Exercise instructions.
Continue the news article on Guernsey heart patients being sent to London for treatment, starting after its last sentence.

Heart patients get a new deal

Thursday 1st July 2004, 12:00AM BST.

GUERNSEY heart patients will now go to London instead of Southampton for treatment. The decision followed complaints about ‘unnacceptably’ long waiting times and cancelled operations.

One local man said that when he was admitted for treatment, cardiac patients staged a ‘strike’ when their procedures were cancelled after being prepared for major heart surgery.

Francis Bowerbank, 56, who waited 10 months for an angiogram and was then told he would have to wait for a year for a multiple heart bypass operation at Southampton, said: ‘One patient went berserk and began marching around the ward because his operation had been cancelled twice. Another patient had his operation cancelled four times. They staged a bit of a riot.

‘I don’t blame the hospital entirely as it had got [an outbreak of the antibiotic-resistant infection] MRSA and a shortage of intensive care nurses.’

But he said he blamed Guernsey which, he believed, had ‘consummately failed’ to provide the best possible care.

‘I am sure there are people not alive because of it,’ he said.

Mr Bowerbank’s complaints surfaced just as the new arrangements for heart patients were publicly revealed.

Now, all new cardiac patients who need off-island investigations and treatment will go to Guy’s and St Thomas’ NHS Trust in central London, which involves flying to Gatwick and then taking a train to the capital.

The Health and Social Services Department has negotiated a new contract with the London hospital trust via a consortium of health managers from Guernsey, Jersey and Gibraltar.

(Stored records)
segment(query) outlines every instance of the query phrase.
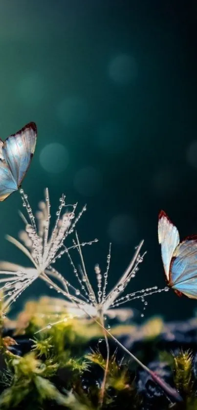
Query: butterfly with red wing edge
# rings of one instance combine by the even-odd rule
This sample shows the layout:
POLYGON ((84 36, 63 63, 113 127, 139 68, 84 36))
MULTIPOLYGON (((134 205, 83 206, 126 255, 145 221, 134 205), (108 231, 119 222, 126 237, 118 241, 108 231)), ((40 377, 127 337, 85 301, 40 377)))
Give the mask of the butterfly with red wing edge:
POLYGON ((31 163, 37 139, 35 123, 3 141, 0 139, 0 201, 18 191, 31 163))
POLYGON ((179 296, 197 299, 197 236, 180 242, 177 228, 163 211, 159 215, 158 236, 168 285, 179 296))

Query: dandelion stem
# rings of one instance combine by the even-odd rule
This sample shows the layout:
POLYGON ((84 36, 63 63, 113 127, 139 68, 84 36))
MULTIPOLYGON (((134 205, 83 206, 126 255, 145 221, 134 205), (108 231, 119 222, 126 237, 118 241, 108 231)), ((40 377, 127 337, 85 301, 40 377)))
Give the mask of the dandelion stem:
MULTIPOLYGON (((177 401, 177 402, 182 401, 182 398, 181 395, 179 394, 179 393, 177 391, 177 390, 176 390, 175 388, 172 388, 169 384, 168 384, 168 383, 166 383, 164 380, 163 380, 162 379, 161 379, 159 377, 159 376, 158 376, 156 374, 156 373, 155 373, 154 372, 151 370, 150 369, 149 369, 148 367, 147 367, 147 366, 146 366, 145 365, 144 365, 142 363, 142 362, 140 361, 140 360, 139 360, 139 359, 137 359, 137 358, 135 356, 134 356, 133 354, 132 354, 132 353, 131 353, 131 352, 130 352, 129 350, 128 350, 128 349, 127 349, 127 348, 125 347, 124 346, 124 345, 122 345, 122 343, 120 343, 120 342, 119 342, 119 341, 115 337, 114 337, 114 336, 113 336, 111 334, 111 333, 110 332, 109 332, 109 330, 108 330, 105 327, 105 326, 104 325, 104 324, 102 324, 101 323, 101 322, 99 321, 99 320, 98 320, 95 318, 94 318, 90 314, 90 313, 88 312, 87 312, 86 310, 86 309, 84 309, 84 308, 81 305, 80 305, 80 306, 79 306, 79 303, 77 302, 76 301, 77 298, 75 298, 75 297, 72 296, 70 294, 67 294, 65 291, 63 291, 62 289, 61 289, 61 288, 60 288, 59 286, 58 286, 57 285, 56 285, 54 282, 53 282, 53 281, 52 281, 49 280, 49 278, 47 277, 47 276, 44 272, 43 273, 42 276, 43 279, 44 281, 45 281, 46 282, 48 282, 48 283, 50 283, 50 284, 53 285, 53 287, 54 288, 54 289, 56 289, 56 290, 58 290, 59 292, 62 293, 62 294, 63 294, 66 298, 67 298, 68 299, 70 299, 71 301, 72 301, 78 308, 79 308, 82 310, 83 310, 84 312, 85 312, 85 313, 87 315, 88 315, 88 316, 90 318, 91 318, 91 319, 92 319, 97 324, 99 325, 99 326, 100 326, 100 327, 102 327, 102 328, 103 329, 103 330, 105 332, 105 338, 106 338, 106 337, 107 337, 107 334, 109 335, 110 336, 110 337, 114 341, 114 342, 115 342, 115 343, 117 345, 118 345, 120 346, 120 347, 121 347, 122 349, 123 349, 131 357, 132 359, 133 360, 134 360, 135 362, 136 362, 138 364, 138 365, 139 365, 140 366, 141 366, 141 367, 142 367, 142 368, 143 368, 144 370, 145 371, 146 371, 147 373, 148 373, 150 375, 150 376, 152 377, 152 379, 154 380, 154 381, 155 381, 155 383, 156 383, 160 387, 160 388, 162 389, 162 390, 166 393, 166 394, 168 396, 171 396, 171 397, 173 397, 174 399, 176 401, 177 401)), ((107 364, 106 364, 106 367, 107 367, 107 364)), ((105 386, 105 385, 104 385, 104 386, 105 386)))
POLYGON ((103 377, 103 380, 102 381, 102 383, 101 387, 101 390, 100 392, 100 397, 99 397, 99 405, 100 407, 101 408, 103 405, 103 400, 104 398, 105 395, 105 390, 106 388, 106 379, 108 373, 108 369, 109 369, 109 342, 107 336, 107 333, 106 332, 106 330, 104 326, 104 318, 103 318, 103 314, 102 314, 100 318, 100 321, 101 324, 102 326, 103 330, 103 334, 104 335, 106 343, 106 347, 107 347, 107 358, 106 358, 106 365, 104 371, 104 375, 103 377))

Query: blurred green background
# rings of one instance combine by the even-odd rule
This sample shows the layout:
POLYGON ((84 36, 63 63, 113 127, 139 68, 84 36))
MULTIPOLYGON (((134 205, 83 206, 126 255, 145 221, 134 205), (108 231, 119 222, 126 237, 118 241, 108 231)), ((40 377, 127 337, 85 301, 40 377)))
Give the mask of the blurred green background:
MULTIPOLYGON (((52 213, 63 192, 87 203, 78 231, 99 239, 85 250, 93 281, 112 241, 109 289, 143 238, 129 289, 165 285, 161 209, 181 237, 197 233, 197 16, 175 0, 0 0, 0 136, 36 123, 23 188, 35 211, 45 187, 52 213)), ((4 239, 22 227, 20 208, 18 193, 0 204, 0 259, 29 266, 4 239)), ((46 291, 36 281, 13 308, 46 291)), ((196 306, 170 291, 149 299, 145 318, 186 318, 196 306)))

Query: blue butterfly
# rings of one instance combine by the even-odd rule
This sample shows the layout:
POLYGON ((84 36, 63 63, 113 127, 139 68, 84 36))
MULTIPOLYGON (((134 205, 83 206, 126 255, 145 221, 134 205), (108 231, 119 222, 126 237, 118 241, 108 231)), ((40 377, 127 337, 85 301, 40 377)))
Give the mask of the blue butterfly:
POLYGON ((177 228, 163 211, 159 215, 158 235, 168 286, 180 296, 197 299, 197 237, 180 242, 177 228))
POLYGON ((0 201, 18 191, 30 164, 37 128, 29 123, 4 141, 0 138, 0 201))

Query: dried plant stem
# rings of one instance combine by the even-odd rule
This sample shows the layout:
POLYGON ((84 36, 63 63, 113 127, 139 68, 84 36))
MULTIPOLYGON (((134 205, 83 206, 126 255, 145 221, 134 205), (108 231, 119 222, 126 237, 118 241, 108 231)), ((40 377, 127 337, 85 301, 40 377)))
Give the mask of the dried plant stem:
MULTIPOLYGON (((78 306, 78 303, 75 301, 75 298, 73 298, 71 295, 69 294, 66 293, 65 291, 63 290, 61 288, 60 288, 58 286, 57 286, 55 283, 54 283, 52 281, 51 281, 47 276, 45 275, 44 272, 43 272, 42 274, 42 277, 44 280, 45 281, 48 283, 51 284, 53 286, 53 287, 56 289, 59 292, 61 292, 63 295, 66 297, 66 298, 70 299, 71 301, 72 301, 73 303, 76 304, 77 307, 78 306)), ((178 391, 176 390, 175 388, 172 388, 168 383, 166 383, 164 380, 161 379, 154 372, 151 370, 148 367, 147 367, 145 365, 144 365, 142 362, 139 360, 137 357, 135 357, 132 353, 131 353, 126 347, 125 347, 120 342, 113 336, 111 333, 109 332, 106 328, 104 325, 104 324, 101 323, 100 321, 94 318, 93 316, 91 316, 88 312, 87 312, 85 309, 83 309, 82 306, 80 306, 80 308, 83 310, 86 314, 88 315, 88 316, 91 318, 91 319, 93 319, 94 321, 98 324, 100 327, 102 327, 103 331, 105 331, 105 338, 107 338, 107 335, 108 334, 110 337, 115 342, 115 343, 118 345, 120 347, 121 347, 132 359, 134 360, 141 367, 142 367, 144 370, 148 373, 152 379, 162 389, 162 390, 166 393, 166 394, 169 396, 170 397, 173 397, 173 398, 176 401, 178 402, 181 402, 182 401, 182 398, 178 391)), ((108 344, 109 347, 109 344, 108 344)), ((107 366, 106 366, 107 367, 107 366)), ((106 373, 107 374, 107 373, 106 373)))
POLYGON ((108 339, 107 333, 104 326, 104 318, 103 318, 103 315, 102 314, 101 317, 100 318, 100 322, 102 326, 103 330, 103 334, 104 335, 106 343, 106 347, 107 347, 107 358, 106 358, 106 367, 104 370, 104 375, 103 379, 103 381, 102 383, 101 387, 101 390, 100 392, 100 397, 99 397, 99 405, 100 407, 102 407, 103 403, 103 400, 104 398, 105 395, 105 390, 106 388, 106 379, 107 376, 108 375, 108 369, 109 369, 109 342, 108 339))

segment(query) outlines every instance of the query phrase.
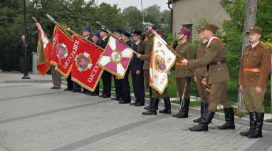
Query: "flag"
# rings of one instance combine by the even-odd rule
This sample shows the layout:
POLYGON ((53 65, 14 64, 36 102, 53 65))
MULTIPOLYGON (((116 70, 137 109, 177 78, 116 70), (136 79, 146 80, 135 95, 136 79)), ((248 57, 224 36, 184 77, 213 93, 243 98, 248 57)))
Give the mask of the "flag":
POLYGON ((166 45, 167 43, 155 34, 150 64, 150 86, 160 94, 167 86, 167 74, 176 61, 176 56, 166 45))
POLYGON ((98 64, 103 50, 77 36, 74 35, 73 39, 74 43, 78 41, 78 46, 75 58, 73 61, 72 80, 93 92, 103 72, 98 64))
POLYGON ((132 56, 132 49, 122 43, 120 40, 110 36, 98 65, 103 69, 122 79, 125 77, 132 56))
POLYGON ((46 36, 39 23, 36 23, 38 31, 36 56, 36 68, 41 75, 44 76, 50 68, 52 43, 46 36))
POLYGON ((55 26, 51 63, 65 78, 70 74, 78 42, 73 41, 57 25, 55 26))

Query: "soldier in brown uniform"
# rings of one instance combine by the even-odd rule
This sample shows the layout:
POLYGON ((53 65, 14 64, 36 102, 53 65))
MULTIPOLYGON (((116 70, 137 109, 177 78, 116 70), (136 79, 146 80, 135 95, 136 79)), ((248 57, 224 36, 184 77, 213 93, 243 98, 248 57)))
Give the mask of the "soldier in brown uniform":
MULTIPOLYGON (((151 32, 151 31, 148 28, 149 26, 150 26, 153 30, 156 30, 155 27, 151 24, 145 26, 145 38, 144 39, 142 39, 143 42, 140 43, 140 44, 139 45, 139 48, 138 48, 139 52, 144 52, 145 55, 150 55, 153 48, 154 35, 151 32)), ((150 103, 149 105, 145 107, 144 108, 147 110, 150 110, 151 109, 151 105, 154 103, 153 103, 154 100, 151 99, 152 96, 152 89, 151 87, 150 87, 150 61, 143 60, 143 59, 141 59, 141 61, 144 61, 143 71, 144 71, 145 84, 145 87, 148 88, 149 93, 150 93, 150 103)), ((158 104, 157 103, 155 105, 156 109, 157 109, 157 105, 158 104)))
MULTIPOLYGON (((187 58, 188 60, 194 59, 194 56, 193 47, 187 41, 191 34, 189 29, 185 27, 181 27, 178 33, 179 43, 176 47, 176 51, 183 58, 187 58)), ((193 73, 188 71, 185 67, 176 65, 174 76, 176 78, 177 89, 181 100, 182 99, 182 96, 184 89, 186 80, 187 80, 189 83, 187 83, 185 90, 184 103, 182 103, 182 106, 179 110, 179 112, 177 114, 172 115, 172 116, 177 117, 177 118, 188 118, 191 93, 190 79, 193 76, 193 73)))
MULTIPOLYGON (((157 32, 157 33, 158 33, 158 35, 159 35, 160 36, 162 36, 163 31, 155 30, 155 31, 157 32)), ((147 61, 150 62, 151 58, 151 53, 149 53, 147 55, 138 54, 137 55, 137 57, 142 61, 147 61)), ((159 112, 160 113, 171 114, 171 103, 170 103, 170 98, 168 95, 167 88, 165 88, 164 91, 162 93, 162 95, 163 95, 164 102, 164 109, 159 110, 159 112)), ((147 111, 143 112, 142 114, 147 115, 157 115, 156 110, 158 109, 159 99, 159 92, 157 92, 155 89, 152 89, 152 97, 150 98, 150 108, 147 109, 148 110, 147 111)))
POLYGON ((226 123, 218 129, 235 129, 234 109, 229 103, 226 90, 229 75, 226 64, 225 46, 220 39, 214 36, 218 29, 216 25, 206 23, 202 31, 204 38, 209 39, 206 54, 197 60, 184 59, 180 61, 188 68, 209 67, 207 77, 202 81, 204 84, 208 81, 211 85, 209 109, 205 110, 199 125, 189 128, 191 131, 207 131, 208 125, 211 122, 219 103, 224 106, 226 123))
MULTIPOLYGON (((203 29, 199 31, 199 38, 202 40, 202 43, 200 43, 197 48, 197 59, 202 58, 206 52, 206 45, 208 44, 208 40, 204 38, 203 33, 203 29)), ((206 66, 198 68, 196 69, 196 72, 202 76, 202 78, 204 78, 205 74, 207 73, 207 68, 206 66)), ((199 96, 202 98, 202 101, 200 103, 200 117, 193 120, 194 123, 199 123, 201 117, 203 116, 204 110, 206 110, 209 107, 209 92, 206 90, 206 85, 204 85, 202 81, 197 78, 194 77, 194 81, 197 83, 197 88, 199 92, 199 96)))
POLYGON ((249 138, 262 137, 264 95, 271 71, 271 56, 261 42, 262 28, 251 28, 247 33, 251 45, 244 50, 239 70, 239 85, 249 112, 250 128, 240 134, 249 138))

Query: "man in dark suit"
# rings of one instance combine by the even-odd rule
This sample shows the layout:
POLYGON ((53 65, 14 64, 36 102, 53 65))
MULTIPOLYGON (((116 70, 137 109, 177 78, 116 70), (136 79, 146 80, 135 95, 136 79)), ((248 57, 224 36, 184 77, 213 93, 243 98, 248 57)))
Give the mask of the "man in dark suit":
MULTIPOLYGON (((122 40, 122 31, 121 29, 115 28, 113 33, 117 38, 119 38, 120 40, 122 40)), ((121 82, 119 79, 116 78, 115 76, 113 76, 113 79, 114 79, 114 85, 115 87, 116 97, 111 98, 111 100, 116 100, 117 101, 120 101, 122 100, 121 82)))
MULTIPOLYGON (((133 31, 132 36, 134 43, 132 44, 132 48, 134 51, 143 54, 143 51, 138 51, 138 48, 139 50, 141 50, 140 47, 143 46, 142 41, 140 41, 141 33, 142 31, 140 30, 135 30, 133 31)), ((143 66, 144 61, 140 61, 140 58, 137 58, 137 56, 134 55, 130 63, 130 68, 134 96, 135 97, 136 100, 134 103, 130 103, 131 105, 145 105, 145 84, 144 72, 142 68, 143 66)))
MULTIPOLYGON (((126 31, 122 31, 122 40, 131 48, 132 46, 132 41, 130 40, 131 35, 127 33, 126 31)), ((120 100, 120 104, 130 103, 131 102, 130 97, 130 83, 128 82, 128 75, 130 71, 130 67, 129 66, 127 72, 125 73, 125 77, 123 79, 120 79, 120 81, 121 83, 122 88, 122 100, 120 100)))
MULTIPOLYGON (((91 38, 92 42, 100 46, 101 43, 101 40, 100 38, 100 36, 99 35, 99 33, 94 33, 91 38)), ((91 93, 92 96, 98 96, 99 95, 99 85, 100 85, 100 82, 98 81, 95 91, 91 93)))
MULTIPOLYGON (((105 28, 101 28, 99 31, 99 34, 101 37, 101 43, 100 47, 102 48, 105 48, 107 46, 107 43, 109 41, 108 33, 105 28)), ((99 95, 102 98, 110 98, 111 93, 111 76, 112 74, 107 71, 103 71, 102 74, 102 83, 103 83, 103 90, 102 92, 102 95, 99 95)))

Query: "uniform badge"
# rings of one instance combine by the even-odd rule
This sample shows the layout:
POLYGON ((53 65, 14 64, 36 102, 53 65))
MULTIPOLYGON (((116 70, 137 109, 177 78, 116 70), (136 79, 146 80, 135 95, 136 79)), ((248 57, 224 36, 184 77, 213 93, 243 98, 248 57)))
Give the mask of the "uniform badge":
POLYGON ((79 53, 75 60, 75 66, 80 72, 85 71, 92 67, 92 59, 88 53, 79 53))
POLYGON ((164 59, 159 56, 155 56, 154 59, 155 68, 159 73, 164 73, 166 70, 164 59))
POLYGON ((58 58, 65 58, 68 56, 67 46, 64 43, 61 43, 56 46, 56 54, 58 58))

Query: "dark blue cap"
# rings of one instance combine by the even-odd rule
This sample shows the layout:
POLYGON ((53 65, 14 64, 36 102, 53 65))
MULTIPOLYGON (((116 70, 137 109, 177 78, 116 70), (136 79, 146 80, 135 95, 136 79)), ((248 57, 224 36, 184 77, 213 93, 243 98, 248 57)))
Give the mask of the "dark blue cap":
POLYGON ((115 34, 122 34, 122 30, 120 28, 115 28, 113 32, 115 34))
POLYGON ((94 34, 93 35, 93 36, 96 36, 96 37, 98 37, 98 38, 100 38, 100 36, 99 33, 94 33, 94 34))
POLYGON ((127 37, 130 37, 130 34, 129 33, 127 33, 126 31, 122 31, 122 35, 124 35, 124 36, 127 36, 127 37))
POLYGON ((142 33, 142 31, 141 31, 140 30, 135 29, 135 30, 133 31, 132 35, 140 36, 141 33, 142 33))
POLYGON ((105 27, 102 27, 100 30, 99 30, 99 32, 101 32, 101 31, 108 33, 107 29, 105 27))
POLYGON ((88 32, 90 33, 90 31, 91 31, 90 28, 88 27, 84 27, 83 28, 83 31, 88 31, 88 32))

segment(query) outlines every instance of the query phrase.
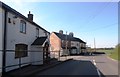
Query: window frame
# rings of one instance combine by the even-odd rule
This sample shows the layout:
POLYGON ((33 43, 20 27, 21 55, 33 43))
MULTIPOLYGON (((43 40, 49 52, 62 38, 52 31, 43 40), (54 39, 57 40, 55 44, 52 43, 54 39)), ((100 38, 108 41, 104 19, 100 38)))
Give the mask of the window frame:
POLYGON ((39 37, 39 28, 36 28, 36 37, 39 37))
POLYGON ((22 58, 27 56, 28 56, 28 45, 15 44, 15 58, 22 58))
POLYGON ((23 20, 20 21, 20 32, 26 34, 26 22, 23 20))

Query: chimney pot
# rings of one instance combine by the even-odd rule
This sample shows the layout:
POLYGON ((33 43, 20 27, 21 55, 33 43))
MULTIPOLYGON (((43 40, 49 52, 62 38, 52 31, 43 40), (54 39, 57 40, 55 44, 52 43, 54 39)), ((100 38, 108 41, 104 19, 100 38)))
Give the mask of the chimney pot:
POLYGON ((33 21, 33 14, 30 14, 30 11, 29 11, 29 14, 28 14, 28 19, 29 19, 30 21, 33 21))

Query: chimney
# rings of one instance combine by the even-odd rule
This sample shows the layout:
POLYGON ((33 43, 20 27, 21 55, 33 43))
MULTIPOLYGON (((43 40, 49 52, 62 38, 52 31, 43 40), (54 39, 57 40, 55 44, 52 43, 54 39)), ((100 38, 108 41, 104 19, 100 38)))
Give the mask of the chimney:
POLYGON ((60 33, 60 34, 63 34, 63 30, 59 30, 59 33, 60 33))
POLYGON ((33 14, 30 14, 30 11, 29 11, 29 14, 28 14, 28 19, 29 19, 30 21, 33 21, 33 14))
POLYGON ((70 32, 70 33, 69 33, 69 36, 72 36, 72 37, 73 37, 73 36, 74 36, 73 32, 70 32))

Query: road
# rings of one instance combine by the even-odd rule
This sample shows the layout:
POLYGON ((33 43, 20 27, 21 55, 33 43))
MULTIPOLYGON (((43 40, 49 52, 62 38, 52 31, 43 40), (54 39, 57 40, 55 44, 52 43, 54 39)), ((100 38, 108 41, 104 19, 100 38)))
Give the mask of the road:
POLYGON ((37 75, 118 75, 118 62, 106 55, 72 56, 74 59, 37 75))

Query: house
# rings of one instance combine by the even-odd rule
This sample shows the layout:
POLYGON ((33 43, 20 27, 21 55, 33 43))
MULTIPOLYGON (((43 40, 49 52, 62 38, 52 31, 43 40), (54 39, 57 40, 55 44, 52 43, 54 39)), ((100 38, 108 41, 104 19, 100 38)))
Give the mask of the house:
POLYGON ((74 37, 72 32, 66 35, 60 30, 59 33, 52 32, 50 34, 51 54, 56 56, 80 54, 85 51, 85 44, 81 39, 74 37))
POLYGON ((43 64, 48 58, 49 35, 33 21, 33 14, 25 17, 0 2, 0 72, 43 64))

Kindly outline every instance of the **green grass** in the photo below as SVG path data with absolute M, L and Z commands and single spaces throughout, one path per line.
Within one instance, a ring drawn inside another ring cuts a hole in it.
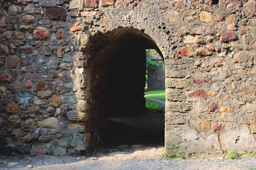
M 165 100 L 165 91 L 164 90 L 147 91 L 145 92 L 145 97 Z
M 151 109 L 161 110 L 164 106 L 151 100 L 146 99 L 146 108 Z

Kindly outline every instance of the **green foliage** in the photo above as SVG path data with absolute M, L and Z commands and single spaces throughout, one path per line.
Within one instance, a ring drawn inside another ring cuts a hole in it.
M 164 108 L 164 105 L 148 99 L 146 99 L 145 105 L 146 108 L 151 109 L 161 110 Z
M 147 91 L 145 92 L 145 97 L 165 100 L 165 90 L 158 90 Z
M 54 152 L 53 154 L 55 156 L 59 156 L 59 153 L 58 152 Z
M 171 159 L 174 158 L 179 158 L 185 159 L 188 158 L 188 155 L 183 151 L 179 151 L 178 148 L 169 149 L 165 154 L 165 157 Z
M 248 156 L 250 157 L 253 157 L 255 158 L 256 157 L 256 152 L 254 152 L 253 153 L 251 153 L 248 155 Z
M 227 155 L 229 159 L 238 159 L 241 158 L 241 155 L 239 154 L 235 150 L 231 149 L 229 151 L 229 153 Z
M 158 63 L 156 61 L 153 61 L 150 58 L 146 59 L 146 69 L 147 70 L 155 69 L 158 65 Z
M 159 56 L 160 56 L 158 53 L 157 53 L 157 51 L 155 49 L 146 49 L 146 53 L 150 53 L 153 54 L 157 54 Z
M 145 81 L 145 91 L 147 90 L 147 75 L 145 75 L 145 77 L 146 77 L 146 80 Z

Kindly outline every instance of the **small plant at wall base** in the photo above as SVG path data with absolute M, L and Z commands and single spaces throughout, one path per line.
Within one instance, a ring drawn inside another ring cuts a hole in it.
M 146 69 L 147 70 L 155 69 L 158 66 L 158 63 L 156 61 L 153 61 L 150 58 L 146 59 Z
M 227 157 L 229 159 L 238 159 L 240 158 L 241 155 L 238 154 L 235 150 L 231 149 L 229 151 L 229 154 L 227 155 Z
M 146 108 L 151 109 L 161 110 L 164 108 L 164 105 L 147 99 L 146 99 L 145 105 Z

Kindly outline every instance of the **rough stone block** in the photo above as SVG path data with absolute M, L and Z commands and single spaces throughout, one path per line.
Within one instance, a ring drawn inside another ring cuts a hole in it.
M 243 126 L 239 129 L 231 129 L 225 132 L 222 135 L 224 151 L 234 149 L 241 152 L 255 151 L 256 142 L 253 135 L 250 134 L 249 129 Z
M 191 79 L 188 78 L 169 78 L 165 79 L 165 87 L 182 89 L 190 84 Z
M 70 123 L 68 125 L 68 130 L 75 132 L 85 132 L 87 130 L 85 123 Z
M 67 114 L 67 117 L 70 121 L 74 122 L 86 122 L 90 117 L 89 113 L 71 110 Z
M 46 16 L 51 20 L 66 20 L 67 11 L 61 8 L 52 7 L 46 10 Z
M 182 102 L 185 99 L 184 90 L 180 89 L 166 88 L 166 99 L 172 102 Z
M 40 0 L 38 2 L 40 6 L 46 7 L 56 7 L 62 4 L 61 0 Z
M 165 102 L 165 112 L 187 113 L 191 108 L 192 105 L 188 103 Z
M 37 122 L 37 126 L 46 128 L 55 128 L 58 127 L 58 123 L 57 118 L 51 117 Z

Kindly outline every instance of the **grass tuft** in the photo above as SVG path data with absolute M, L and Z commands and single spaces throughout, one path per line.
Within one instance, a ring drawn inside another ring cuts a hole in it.
M 161 110 L 164 108 L 164 106 L 151 100 L 146 99 L 146 108 L 151 109 Z

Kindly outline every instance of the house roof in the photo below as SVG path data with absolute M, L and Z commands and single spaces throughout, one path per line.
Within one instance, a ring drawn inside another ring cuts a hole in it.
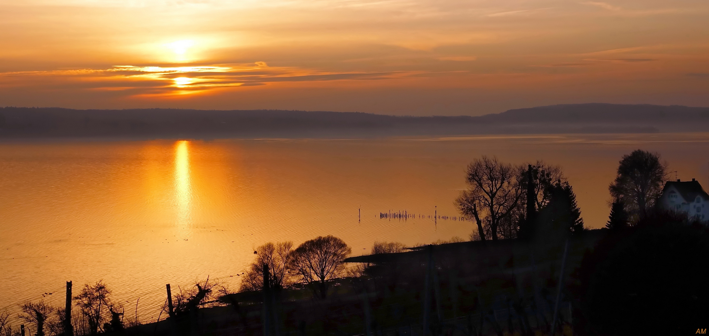
M 670 187 L 674 187 L 677 192 L 679 192 L 679 195 L 682 195 L 682 198 L 686 202 L 694 202 L 697 196 L 701 196 L 704 199 L 709 199 L 709 195 L 702 189 L 702 185 L 699 184 L 699 181 L 668 181 L 665 183 L 664 189 L 662 190 L 662 195 L 664 195 L 665 190 Z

Output.
The new deal means that heart patients should not have to wait any longer than 13 weeks to be seen, compared with as much as 10 months or more at Southampton, just for investigative procedures. But it also means that patients who would prefer to go to Southampton will, as a general rule, no longer be able to unless there are exceptional circumstances.

Using the consortium’s ‘purchasing power’ – which is similar to a UK primary health care trust – means that by channelling all cardiac patients to Guy’s and St Thomas’, Guernsey is charged the going NHS rate for procedures rather than a more expensive private rate.

In the past few months the NHS Trust has cleared a backlog of 34 patients who had been waiting more than five months. But some of them have been operated on privately to clear the backlog, at no extra cost to the island.

Lynne McLagan, the department’s clinical services manager, said waiting times for Southampton patients were becoming unacceptable.

Complaints were made on several occasions by the previous Board of Health but the south coast hospital was ‘really struggling’ and acknowledged that this was so, she said.

So Guernsey turned to the London trust, which had already forged strong links with Jersey and which also runs Guernsey’s renal dialysis unit as a satellite department.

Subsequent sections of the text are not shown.